▶ **WHAT TO WORK ON**: Output all of the listing, leaving every line exactly as written.
□ □ □ □ □ □ □
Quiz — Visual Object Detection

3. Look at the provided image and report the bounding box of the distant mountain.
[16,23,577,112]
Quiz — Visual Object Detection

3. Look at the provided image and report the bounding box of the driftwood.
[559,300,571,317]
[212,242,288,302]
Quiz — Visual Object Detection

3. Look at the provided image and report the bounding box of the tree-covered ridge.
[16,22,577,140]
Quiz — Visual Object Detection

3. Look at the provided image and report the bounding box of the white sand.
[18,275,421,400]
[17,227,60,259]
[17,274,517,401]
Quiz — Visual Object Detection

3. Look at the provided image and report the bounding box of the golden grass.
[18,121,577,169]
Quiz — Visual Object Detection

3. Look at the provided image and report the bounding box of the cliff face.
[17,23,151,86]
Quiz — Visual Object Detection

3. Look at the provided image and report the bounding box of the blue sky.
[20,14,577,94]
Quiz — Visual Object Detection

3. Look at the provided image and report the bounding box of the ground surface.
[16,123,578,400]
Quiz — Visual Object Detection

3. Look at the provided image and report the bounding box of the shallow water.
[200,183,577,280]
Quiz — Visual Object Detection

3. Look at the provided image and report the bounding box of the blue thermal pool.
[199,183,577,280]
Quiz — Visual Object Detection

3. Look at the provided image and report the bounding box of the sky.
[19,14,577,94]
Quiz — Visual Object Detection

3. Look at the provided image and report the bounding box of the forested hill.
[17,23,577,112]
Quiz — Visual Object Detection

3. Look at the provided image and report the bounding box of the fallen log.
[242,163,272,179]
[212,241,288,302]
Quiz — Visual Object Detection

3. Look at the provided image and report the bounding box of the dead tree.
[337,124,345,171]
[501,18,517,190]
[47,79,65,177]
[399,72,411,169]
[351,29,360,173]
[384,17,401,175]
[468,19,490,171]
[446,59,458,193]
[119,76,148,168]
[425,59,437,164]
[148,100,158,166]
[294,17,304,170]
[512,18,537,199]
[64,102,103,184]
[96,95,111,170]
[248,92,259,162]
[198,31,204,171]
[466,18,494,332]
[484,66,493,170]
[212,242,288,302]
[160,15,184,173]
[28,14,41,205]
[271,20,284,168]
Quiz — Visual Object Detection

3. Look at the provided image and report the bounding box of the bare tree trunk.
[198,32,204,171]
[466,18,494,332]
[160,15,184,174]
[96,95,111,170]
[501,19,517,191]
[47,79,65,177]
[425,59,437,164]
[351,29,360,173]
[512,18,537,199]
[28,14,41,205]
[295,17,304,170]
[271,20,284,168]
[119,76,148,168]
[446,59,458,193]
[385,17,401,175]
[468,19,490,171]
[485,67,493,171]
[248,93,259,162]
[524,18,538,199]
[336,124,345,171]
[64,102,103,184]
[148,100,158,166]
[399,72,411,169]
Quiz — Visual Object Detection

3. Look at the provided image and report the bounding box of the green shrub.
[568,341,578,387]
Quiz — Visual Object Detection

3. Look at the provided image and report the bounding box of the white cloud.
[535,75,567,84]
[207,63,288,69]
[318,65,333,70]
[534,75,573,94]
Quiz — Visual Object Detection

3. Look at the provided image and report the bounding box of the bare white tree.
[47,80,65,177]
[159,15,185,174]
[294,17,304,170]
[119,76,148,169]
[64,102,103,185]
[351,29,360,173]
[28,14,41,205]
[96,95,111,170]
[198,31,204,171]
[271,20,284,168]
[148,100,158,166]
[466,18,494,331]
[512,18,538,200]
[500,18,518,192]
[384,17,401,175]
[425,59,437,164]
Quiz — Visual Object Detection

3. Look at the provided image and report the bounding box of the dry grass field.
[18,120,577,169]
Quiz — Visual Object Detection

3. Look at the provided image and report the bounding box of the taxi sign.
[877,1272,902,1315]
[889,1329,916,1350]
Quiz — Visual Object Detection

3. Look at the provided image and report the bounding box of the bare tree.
□ □ □ □ □ □ □
▶ **WRITTEN ANSWER**:
Quiz — Visual Object Detection

3. Look at the provided image and report the bounding box of the distant mountain.
[16,23,577,112]
Quiz — Visual Object Detection

3. Look at the provided image and report the bounding box of the driftwood.
[559,300,571,317]
[212,242,288,302]
Quiz — Visual Object Detection

3. Look at the provided image and report the bounding box of the tree-covered ridge.
[16,22,577,140]
Quiz — Visual Object Detection

3. Look at the provided image and report the bounding box of the white sand.
[18,275,421,400]
[17,227,60,259]
[17,274,517,401]
Quiz — Visual Object Detection

3. Look at the provided image and report the bounding box of the golden grass.
[18,121,577,169]
Quiz — Visual Object Detection

3. Look at the provided image and report the bounding box of the cliff face.
[17,23,151,86]
Quiz — Visual Object Detection

3. Look at the provided image and report the bounding box of the blue sky.
[20,14,577,94]
Quiz — Visual Object Detection

3. Look at the provided image and report the bounding box of the ground surface.
[16,123,578,400]
Quiz — Visual Object Detection

3. Look at the provided image and report the bounding box of the shallow water.
[200,183,577,280]
Quiz — Visual Object Detection

3. Look at the provided image and report the bounding box of the blue thermal pool.
[199,183,577,280]
Quiz — Visual Object Detection

3. Look at the provided image and report the bounding box of the sky.
[19,14,577,94]
Quiz — Visual Object Detection

3. Look at the provided image and report the bounding box of the forested hill.
[17,23,577,112]
Quiz — Visual Object Detection

3. Look at the provided image and report the bounding box of the fallen log.
[242,163,272,179]
[212,241,288,302]
Quiz — Visual Object Detection

3. Look at the provided image and report the bounding box of the dead tree.
[337,124,345,171]
[501,18,517,190]
[47,79,65,177]
[399,72,411,169]
[351,29,360,173]
[384,17,401,175]
[468,19,490,171]
[446,59,458,193]
[119,76,148,168]
[425,59,437,164]
[148,100,158,166]
[294,17,304,170]
[512,18,537,199]
[64,102,103,184]
[96,95,111,170]
[248,92,259,162]
[198,31,204,171]
[466,18,494,332]
[484,66,493,170]
[212,242,288,302]
[160,15,184,173]
[28,14,41,205]
[271,20,284,168]
Quiz — Visual Object Detection

3. Look at the provided image and report the bounding box of the bare tree trunk.
[198,32,204,171]
[466,18,494,332]
[160,15,184,174]
[96,95,111,170]
[501,19,517,191]
[47,79,65,177]
[425,59,437,164]
[351,29,360,173]
[512,18,537,199]
[28,14,41,205]
[295,17,304,170]
[271,20,284,168]
[119,76,148,168]
[446,59,458,193]
[385,17,401,175]
[468,19,490,171]
[485,67,493,171]
[248,93,259,162]
[524,18,538,199]
[336,124,345,171]
[64,102,103,184]
[148,100,158,166]
[399,72,411,169]
Quiz — Visual Object Detection

3. Look at the provided image and report the bounding box of the green shrub.
[568,341,578,387]
Quiz — Visual Object Detection

3. Look at the provided image and report the bounding box of the white cloud.
[535,75,567,84]
[207,63,288,69]
[318,65,333,70]
[534,75,573,94]
Quiz — Visual Object Detection

3. Look at the provided image and report the bounding box of the bare white tree.
[47,80,65,177]
[159,15,185,174]
[294,17,304,170]
[119,76,148,169]
[64,102,103,185]
[351,29,360,173]
[28,14,41,205]
[96,95,111,170]
[198,31,204,171]
[271,20,284,168]
[148,100,158,166]
[466,18,494,331]
[512,18,538,200]
[500,18,518,192]
[384,17,401,175]
[425,59,437,164]
Quiz — Visual Object Detection

3. Look at the provided image and report the bounding box of the dry grass field.
[18,120,577,169]
Quiz — Visual Object Detection

3. Look at the provided image and report the bounding box of the taxi sign.
[877,1272,902,1315]
[889,1329,916,1350]
Quiz — Visual Object Detection

3. Look at the provided image and report the bounding box of the bare tree.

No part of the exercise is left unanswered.